=== GOAL ===
Lay out the lines from the start of the records through the line containing "[146,241,402,442]" as a JSON list of strings, one string per line, with blank lines left out.

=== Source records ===
^^^^^^^^
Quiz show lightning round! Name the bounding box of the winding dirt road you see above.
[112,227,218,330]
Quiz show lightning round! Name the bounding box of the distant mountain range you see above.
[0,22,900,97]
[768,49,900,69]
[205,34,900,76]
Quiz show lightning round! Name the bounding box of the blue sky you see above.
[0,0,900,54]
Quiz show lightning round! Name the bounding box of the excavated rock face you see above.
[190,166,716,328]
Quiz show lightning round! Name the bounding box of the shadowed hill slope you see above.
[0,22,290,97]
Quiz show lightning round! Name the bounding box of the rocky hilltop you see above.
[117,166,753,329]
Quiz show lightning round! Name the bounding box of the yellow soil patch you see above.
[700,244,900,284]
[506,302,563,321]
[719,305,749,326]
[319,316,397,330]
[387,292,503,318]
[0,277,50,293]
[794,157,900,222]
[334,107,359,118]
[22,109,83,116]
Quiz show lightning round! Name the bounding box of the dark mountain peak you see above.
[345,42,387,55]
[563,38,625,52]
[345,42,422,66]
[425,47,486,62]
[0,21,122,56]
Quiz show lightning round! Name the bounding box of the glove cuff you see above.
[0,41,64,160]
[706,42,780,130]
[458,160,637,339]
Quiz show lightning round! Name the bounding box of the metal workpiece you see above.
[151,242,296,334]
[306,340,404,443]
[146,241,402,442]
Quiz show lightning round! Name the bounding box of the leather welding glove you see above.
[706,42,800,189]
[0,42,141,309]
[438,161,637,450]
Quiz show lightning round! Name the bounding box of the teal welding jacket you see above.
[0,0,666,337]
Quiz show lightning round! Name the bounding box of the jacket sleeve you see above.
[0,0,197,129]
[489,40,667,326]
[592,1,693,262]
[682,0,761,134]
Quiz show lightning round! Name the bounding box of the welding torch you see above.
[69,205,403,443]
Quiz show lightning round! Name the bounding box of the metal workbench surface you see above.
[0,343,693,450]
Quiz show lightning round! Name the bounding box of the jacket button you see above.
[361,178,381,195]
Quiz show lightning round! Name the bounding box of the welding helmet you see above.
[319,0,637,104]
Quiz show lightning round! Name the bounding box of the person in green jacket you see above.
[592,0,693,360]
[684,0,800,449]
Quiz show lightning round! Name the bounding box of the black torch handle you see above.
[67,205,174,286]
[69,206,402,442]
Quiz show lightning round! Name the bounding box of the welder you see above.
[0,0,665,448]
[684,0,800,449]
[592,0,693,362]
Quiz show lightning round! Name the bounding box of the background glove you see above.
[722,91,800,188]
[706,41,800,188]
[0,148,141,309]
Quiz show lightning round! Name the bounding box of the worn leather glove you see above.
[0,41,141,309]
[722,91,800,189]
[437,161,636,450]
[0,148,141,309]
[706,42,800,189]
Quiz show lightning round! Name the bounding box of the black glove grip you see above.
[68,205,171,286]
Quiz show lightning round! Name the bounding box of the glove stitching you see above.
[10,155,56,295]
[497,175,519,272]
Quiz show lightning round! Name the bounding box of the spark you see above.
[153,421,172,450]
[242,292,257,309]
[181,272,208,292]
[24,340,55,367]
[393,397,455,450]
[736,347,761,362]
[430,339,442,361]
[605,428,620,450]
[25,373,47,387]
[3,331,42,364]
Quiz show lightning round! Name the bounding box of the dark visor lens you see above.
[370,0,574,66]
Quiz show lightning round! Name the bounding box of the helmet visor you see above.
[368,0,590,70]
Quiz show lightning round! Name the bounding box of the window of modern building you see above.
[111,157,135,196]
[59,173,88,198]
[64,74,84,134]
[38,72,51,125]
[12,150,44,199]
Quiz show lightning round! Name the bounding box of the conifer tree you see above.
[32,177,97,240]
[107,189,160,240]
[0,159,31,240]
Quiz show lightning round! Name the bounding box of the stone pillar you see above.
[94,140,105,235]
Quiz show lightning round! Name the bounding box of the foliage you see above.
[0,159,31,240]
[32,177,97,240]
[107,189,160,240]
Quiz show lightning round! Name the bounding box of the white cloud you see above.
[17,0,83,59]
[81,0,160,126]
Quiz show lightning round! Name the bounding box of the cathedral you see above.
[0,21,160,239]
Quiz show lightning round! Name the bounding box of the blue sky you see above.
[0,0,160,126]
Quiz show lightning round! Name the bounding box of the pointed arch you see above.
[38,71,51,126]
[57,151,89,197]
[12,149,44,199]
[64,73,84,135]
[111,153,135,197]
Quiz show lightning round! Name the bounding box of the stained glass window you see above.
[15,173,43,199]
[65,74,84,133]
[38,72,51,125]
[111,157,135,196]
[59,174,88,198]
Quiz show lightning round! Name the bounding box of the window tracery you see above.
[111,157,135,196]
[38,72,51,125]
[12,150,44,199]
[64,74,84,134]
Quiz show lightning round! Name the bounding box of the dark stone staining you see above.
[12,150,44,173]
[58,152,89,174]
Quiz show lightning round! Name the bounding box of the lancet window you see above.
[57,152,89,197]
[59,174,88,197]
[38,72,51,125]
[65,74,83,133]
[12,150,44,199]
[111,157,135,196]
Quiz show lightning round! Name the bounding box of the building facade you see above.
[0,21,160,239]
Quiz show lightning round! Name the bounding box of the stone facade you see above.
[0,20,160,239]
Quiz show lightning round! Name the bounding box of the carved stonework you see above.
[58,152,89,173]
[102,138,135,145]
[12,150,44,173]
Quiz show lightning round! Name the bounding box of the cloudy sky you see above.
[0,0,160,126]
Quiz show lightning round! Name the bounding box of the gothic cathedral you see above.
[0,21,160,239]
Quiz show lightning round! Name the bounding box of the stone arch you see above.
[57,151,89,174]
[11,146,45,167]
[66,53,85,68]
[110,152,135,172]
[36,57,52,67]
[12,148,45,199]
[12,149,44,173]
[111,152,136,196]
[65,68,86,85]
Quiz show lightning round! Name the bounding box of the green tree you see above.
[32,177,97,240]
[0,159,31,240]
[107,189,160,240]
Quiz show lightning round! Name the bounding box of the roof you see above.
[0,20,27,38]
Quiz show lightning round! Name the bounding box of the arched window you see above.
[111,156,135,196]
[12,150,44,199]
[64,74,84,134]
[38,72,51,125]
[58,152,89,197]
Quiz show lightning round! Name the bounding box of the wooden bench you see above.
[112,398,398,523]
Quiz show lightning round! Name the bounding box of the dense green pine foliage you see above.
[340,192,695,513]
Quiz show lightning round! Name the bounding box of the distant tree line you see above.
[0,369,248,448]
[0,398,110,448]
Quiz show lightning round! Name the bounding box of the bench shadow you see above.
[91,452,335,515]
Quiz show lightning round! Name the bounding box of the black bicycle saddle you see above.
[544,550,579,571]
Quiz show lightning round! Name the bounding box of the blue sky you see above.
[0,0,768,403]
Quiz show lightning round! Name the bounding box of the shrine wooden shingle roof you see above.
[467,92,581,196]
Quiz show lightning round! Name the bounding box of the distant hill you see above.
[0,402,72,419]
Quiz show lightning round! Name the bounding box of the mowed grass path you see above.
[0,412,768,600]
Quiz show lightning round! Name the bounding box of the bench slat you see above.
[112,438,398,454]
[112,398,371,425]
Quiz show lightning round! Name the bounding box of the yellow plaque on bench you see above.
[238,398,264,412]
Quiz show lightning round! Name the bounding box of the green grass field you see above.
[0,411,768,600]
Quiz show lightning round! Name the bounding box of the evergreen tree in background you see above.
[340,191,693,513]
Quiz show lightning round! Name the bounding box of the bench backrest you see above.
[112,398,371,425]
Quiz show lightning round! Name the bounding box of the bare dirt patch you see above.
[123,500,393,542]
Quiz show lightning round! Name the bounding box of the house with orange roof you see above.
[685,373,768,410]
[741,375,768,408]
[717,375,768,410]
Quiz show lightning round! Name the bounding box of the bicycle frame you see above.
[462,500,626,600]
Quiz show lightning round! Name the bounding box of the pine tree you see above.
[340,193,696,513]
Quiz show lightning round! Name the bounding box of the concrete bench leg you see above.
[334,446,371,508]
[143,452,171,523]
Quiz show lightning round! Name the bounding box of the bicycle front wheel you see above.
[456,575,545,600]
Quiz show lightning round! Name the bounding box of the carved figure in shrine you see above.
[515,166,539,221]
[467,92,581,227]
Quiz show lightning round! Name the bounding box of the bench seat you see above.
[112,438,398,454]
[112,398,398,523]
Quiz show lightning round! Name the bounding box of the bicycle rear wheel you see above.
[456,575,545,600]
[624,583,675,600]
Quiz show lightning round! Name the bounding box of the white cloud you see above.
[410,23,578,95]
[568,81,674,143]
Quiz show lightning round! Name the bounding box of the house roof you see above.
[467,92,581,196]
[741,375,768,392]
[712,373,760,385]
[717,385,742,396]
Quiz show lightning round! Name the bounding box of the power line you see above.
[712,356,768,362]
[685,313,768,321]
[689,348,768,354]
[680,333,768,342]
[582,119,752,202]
^^^^^^^^
=== SOLVED EXERCISE ===
[
  "Quiz show lightning round! Name the bounding box of the winding dirt road you see above.",
  "[112,227,218,330]",
  "Quiz show lightning round! Name the bounding box of the distant mountain range you see above.",
  "[0,22,900,97]",
  "[768,49,900,69]",
  "[205,34,900,76]",
  "Quiz show lightning round! Name the bounding box of the blue sky you see above.",
  "[0,0,900,54]",
  "Quiz show lightning round! Name the bounding box of the excavated rock face you see above.",
  "[190,166,716,328]",
  "Quiz show lightning round! Name the bounding box of the shadowed hill slope you see above.",
  "[0,22,290,97]",
  "Quiz show lightning round! Name the bounding box of the rocky hilltop you see above.",
  "[117,166,753,329]",
  "Quiz show lightning round! Name the bounding box of the yellow soil patch you see above.",
  "[700,244,900,284]",
  "[506,302,563,321]",
  "[719,305,749,326]",
  "[319,316,397,330]",
  "[387,292,503,318]",
  "[0,277,50,293]",
  "[794,157,900,222]",
  "[334,107,359,118]",
  "[22,109,83,116]",
  "Quiz show lightning round! Name the bounding box of the dark mountain peak you see above.",
  "[345,42,387,55]",
  "[563,38,625,52]",
  "[345,42,422,66]",
  "[425,47,486,62]",
  "[0,21,122,56]",
  "Quiz show lightning round! Name the bounding box of the glove cuff you see above.",
  "[0,41,64,160]",
  "[706,42,780,130]",
  "[458,160,637,339]",
  "Quiz show lightning round! Name the bounding box of the metal workpiece you see above.",
  "[151,242,296,334]",
  "[306,340,404,443]",
  "[146,241,402,442]"
]